_WRITTEN PROBLEM:_
Reproduce each of the records below word for word, omitting the pictures.

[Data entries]
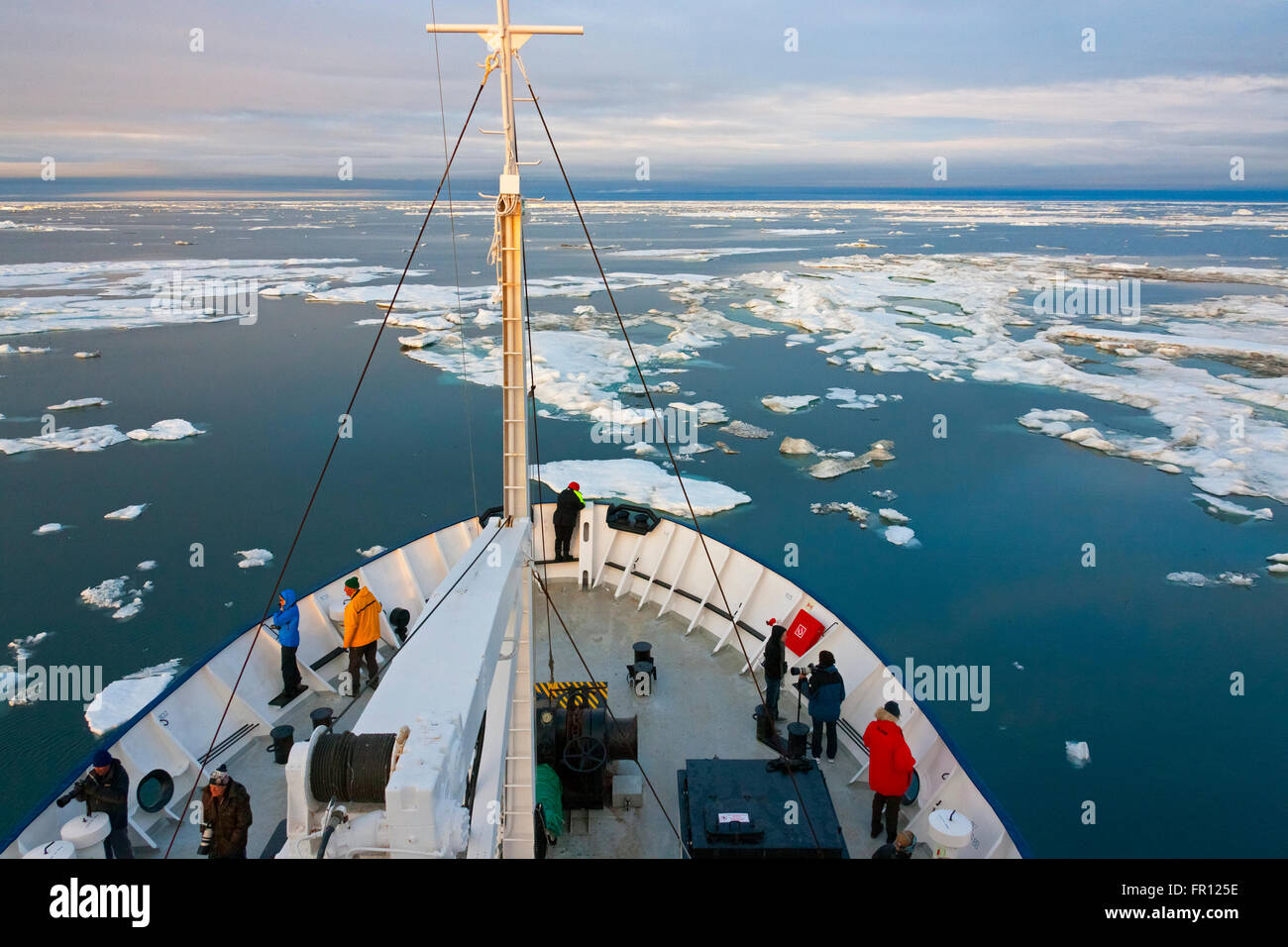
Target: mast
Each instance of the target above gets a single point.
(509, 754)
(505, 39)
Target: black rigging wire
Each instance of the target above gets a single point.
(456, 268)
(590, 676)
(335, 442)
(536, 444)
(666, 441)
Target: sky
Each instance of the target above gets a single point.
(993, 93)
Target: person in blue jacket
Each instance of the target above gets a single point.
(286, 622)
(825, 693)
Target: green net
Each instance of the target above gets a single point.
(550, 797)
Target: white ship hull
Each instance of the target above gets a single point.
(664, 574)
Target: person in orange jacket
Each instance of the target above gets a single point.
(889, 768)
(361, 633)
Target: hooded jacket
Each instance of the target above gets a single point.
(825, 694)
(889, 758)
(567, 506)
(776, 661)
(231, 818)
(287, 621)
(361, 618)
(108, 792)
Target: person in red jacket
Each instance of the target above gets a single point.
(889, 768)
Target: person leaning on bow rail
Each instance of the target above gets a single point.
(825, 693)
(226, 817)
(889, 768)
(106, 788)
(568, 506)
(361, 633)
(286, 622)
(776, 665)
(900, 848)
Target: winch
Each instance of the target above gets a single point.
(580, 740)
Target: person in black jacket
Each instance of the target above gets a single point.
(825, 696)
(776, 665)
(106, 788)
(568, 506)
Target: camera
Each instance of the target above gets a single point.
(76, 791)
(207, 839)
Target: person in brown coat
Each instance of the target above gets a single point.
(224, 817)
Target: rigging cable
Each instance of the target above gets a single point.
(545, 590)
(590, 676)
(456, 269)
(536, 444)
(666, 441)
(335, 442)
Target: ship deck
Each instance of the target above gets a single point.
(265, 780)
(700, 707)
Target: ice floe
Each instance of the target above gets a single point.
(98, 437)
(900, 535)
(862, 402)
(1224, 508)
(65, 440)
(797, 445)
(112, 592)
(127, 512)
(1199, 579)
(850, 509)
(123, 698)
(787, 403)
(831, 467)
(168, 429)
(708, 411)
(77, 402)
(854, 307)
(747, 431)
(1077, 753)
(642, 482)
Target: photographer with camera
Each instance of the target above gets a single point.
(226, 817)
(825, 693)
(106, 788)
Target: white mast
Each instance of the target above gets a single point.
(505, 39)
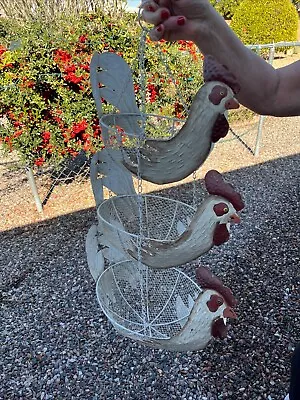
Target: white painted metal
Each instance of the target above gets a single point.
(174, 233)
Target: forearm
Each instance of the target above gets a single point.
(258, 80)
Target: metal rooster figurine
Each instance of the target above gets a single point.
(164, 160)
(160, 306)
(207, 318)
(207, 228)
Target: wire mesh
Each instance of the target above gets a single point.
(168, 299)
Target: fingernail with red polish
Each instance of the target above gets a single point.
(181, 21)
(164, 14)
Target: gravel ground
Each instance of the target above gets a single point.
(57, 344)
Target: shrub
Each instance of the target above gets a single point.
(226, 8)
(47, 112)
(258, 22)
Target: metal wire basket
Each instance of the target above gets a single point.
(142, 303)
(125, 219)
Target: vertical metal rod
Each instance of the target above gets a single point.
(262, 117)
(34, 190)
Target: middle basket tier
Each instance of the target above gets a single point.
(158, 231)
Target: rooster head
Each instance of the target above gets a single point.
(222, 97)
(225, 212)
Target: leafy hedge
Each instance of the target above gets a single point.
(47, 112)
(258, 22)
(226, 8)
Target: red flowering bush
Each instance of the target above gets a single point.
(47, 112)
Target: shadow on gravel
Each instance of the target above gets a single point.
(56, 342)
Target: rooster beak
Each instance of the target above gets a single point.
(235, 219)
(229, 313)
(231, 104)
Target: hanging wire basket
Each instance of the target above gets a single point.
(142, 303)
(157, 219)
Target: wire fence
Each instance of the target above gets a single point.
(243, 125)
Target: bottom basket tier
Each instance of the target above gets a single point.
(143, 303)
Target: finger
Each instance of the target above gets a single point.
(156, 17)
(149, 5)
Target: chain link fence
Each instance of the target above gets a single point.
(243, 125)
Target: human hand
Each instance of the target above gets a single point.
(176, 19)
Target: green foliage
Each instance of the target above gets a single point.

_FULL RESPONSE:_
Target: mast
Each instance of the target above gets a single point.
(509, 754)
(505, 39)
Target: black rigging wire
Each instance of the target above gets a single point.
(456, 268)
(590, 676)
(335, 442)
(536, 444)
(666, 441)
Target: sky
Each instance of the target above gets a single point.
(993, 93)
Target: person in blue jacket
Each instance of the target above gets a single point.
(286, 622)
(825, 693)
Target: green net
Each instance of the target above gets a single point.
(550, 797)
Target: white ship hull
Each instance of the target above gets a single point.
(664, 574)
Target: person in orange jacket
Each instance of the target above gets a single point.
(889, 768)
(361, 633)
Target: hooded jacket
Each instance of the target above gets a single point.
(825, 694)
(889, 758)
(567, 506)
(776, 661)
(231, 818)
(287, 621)
(361, 618)
(108, 792)
Target: person in red jacket
Each instance of the target above gets a single point.
(889, 768)
Target: person leaning on bow rail
Each instance of the target above gets a single point.
(825, 693)
(226, 817)
(889, 768)
(106, 788)
(568, 506)
(361, 633)
(286, 622)
(776, 665)
(900, 848)
Target: winch
Each instance of the target above gets a single point.
(580, 740)
Target: person in black jacket
Each instance of the target above gets a single point.
(825, 696)
(776, 665)
(106, 788)
(568, 506)
Target: camera
Each instance of the target above gets a single point.
(76, 791)
(207, 839)
Target: person in brown coat
Each instance of the target above gets a single point.
(224, 817)
Target: rigging cable
Each instance of the target above gets a single point.
(545, 590)
(590, 676)
(456, 269)
(536, 444)
(666, 441)
(335, 442)
Target: ship deck
Each instance of the target above gets a single point.
(265, 780)
(700, 707)
Target: ice floe
Each instance of the target above gets a single point.
(98, 437)
(900, 535)
(862, 402)
(1224, 508)
(65, 440)
(797, 445)
(112, 592)
(127, 512)
(1199, 579)
(850, 509)
(123, 698)
(787, 403)
(831, 467)
(168, 429)
(708, 411)
(77, 402)
(854, 307)
(747, 431)
(1077, 753)
(642, 482)
Target: photographer with camera
Each instance of the target above gets a single point.
(226, 817)
(825, 693)
(106, 788)
Target: white mast
Each instance of the target above gets a single point.
(505, 39)
Target: white painted metal
Each instance of the target above gets a single point.
(174, 233)
Target: forearm
Each instance of the target above gets a single point.
(258, 80)
Target: metal rooster figurine
Each instance of the target above gets a single point.
(164, 160)
(160, 306)
(207, 318)
(207, 228)
Target: wire mesh
Each instance of the target above gets a single point.
(168, 299)
Target: fingernail with red polish
Each instance of the target above gets a single point.
(181, 21)
(164, 14)
Target: gravel ground
Each instance of the target above gets a single point.
(57, 344)
Target: shrub
Each instance of the target above gets a single point.
(226, 8)
(47, 112)
(258, 22)
Target: metal wire basket
Each instance of the target above gets a single point.
(142, 303)
(125, 219)
Target: vertical metal rod
Each instance of the target above gets a single point.
(262, 117)
(34, 190)
Target: middle basket tier
Each instance of the target above gets a single point.
(158, 231)
Target: rooster head
Each instance of the target above gets a single point.
(222, 97)
(225, 212)
Target: leafy hedge
Each instance of the target above gets a single point.
(47, 112)
(258, 22)
(226, 8)
Target: red flowering bush
Each instance of the target above gets a single point.
(47, 112)
Target: shadow on gravel
Each instance of the target above gets a single point.
(56, 342)
Target: rooster beak
Each instance of the target above gets a single point.
(235, 219)
(229, 313)
(231, 104)
Target: hanging wire basket
Each instance of the target above gets a single point.
(142, 303)
(157, 219)
Target: wire fence
Each instance of the target above gets a single point.
(243, 125)
Target: bottom basket tier
Each instance of the target above gets a single point.
(143, 303)
Target: finger
Each instance of the target above gets a single point.
(156, 17)
(149, 5)
Target: chain link fence
Each instance of the target above gets a single point.
(243, 125)
Target: human hand
Each instance of the target above gets a single point.
(176, 19)
Target: green foliage
Each instance of the target above gets a single point.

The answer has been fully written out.